- DIRECTIONS -
Answer these from the Canal Street text:
(a) What street and part of the city does it name?
(b) What does the writer say the purpose of being there was?
(c) What is in the top right of the picture?

- TEXT SHOWN -
How We Roll
How We Roll

Canal Street. Mid City, New Orleans.

There’s nothing like a little blue hour, wet streets and warm glowing lights in the background to make a place look enticing. If I was really working for — oh, let’s say — the tourism board, I’d clean up the foreground. There’s lots of trash there. One way to do it would be to just pick it up. But, that takes a lot of time and light is fleeting. Or, I could have retouched the image and spotted that stuff out. Much quicker and rain wouldn’t fall on my head.

But, that wasn’t my purpose. I was there to document the rebirth of the city. That new hospital, remember? I wasn’t trying to make this street look good, or bad. Yeah. Sure. I want my pictures to stand out. But, to a point. At least for this project. Eventually, I will offer a lot of the pictures from this project to one of my agencies. Then… no trash, no copyright notifications. Maybe not even the VW Beetle. Oh yeah, none of those power lines in the top right. Yes. I like to make power lines part of the picture since they are so ubiquitous. When they work. In this picture, they really don’t work. They need to come from some place and go to another place. They don’t.

- EXCERPTED DATA -
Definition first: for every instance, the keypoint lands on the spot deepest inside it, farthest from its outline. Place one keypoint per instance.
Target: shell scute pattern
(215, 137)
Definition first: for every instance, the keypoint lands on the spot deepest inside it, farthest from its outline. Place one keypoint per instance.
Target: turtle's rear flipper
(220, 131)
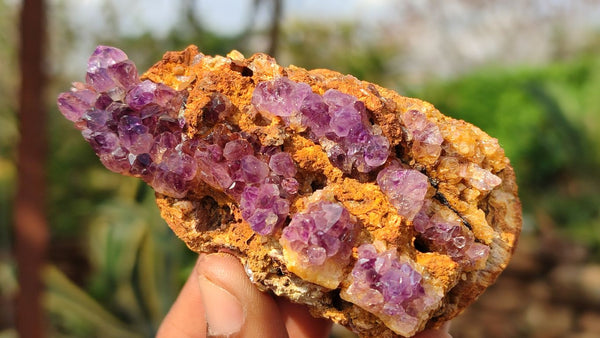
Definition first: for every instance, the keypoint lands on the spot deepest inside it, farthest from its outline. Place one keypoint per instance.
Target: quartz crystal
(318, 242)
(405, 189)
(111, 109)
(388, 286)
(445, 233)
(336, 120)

...

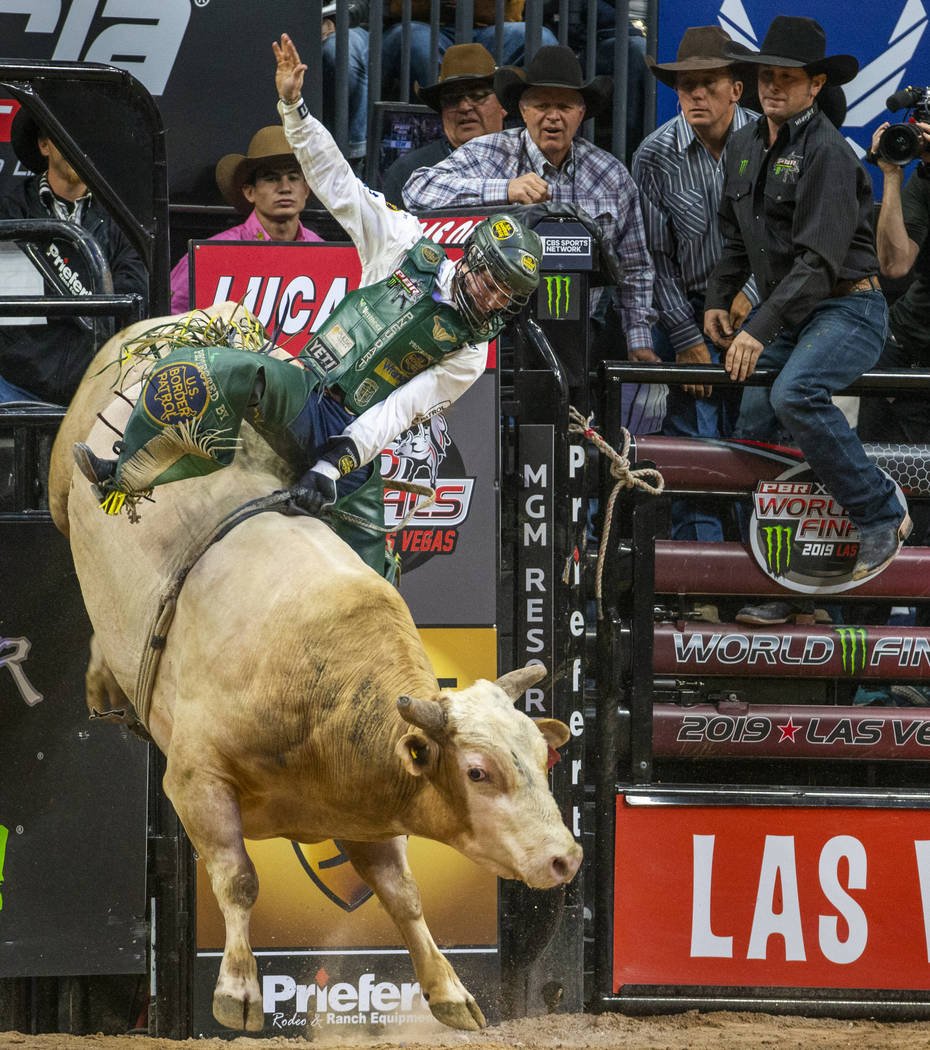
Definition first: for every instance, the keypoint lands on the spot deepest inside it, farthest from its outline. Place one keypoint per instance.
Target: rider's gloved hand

- TASK RESULT -
(a) Canal Street, Mid City, New Orleans
(b) To document the rebirth of the city
(c) Power lines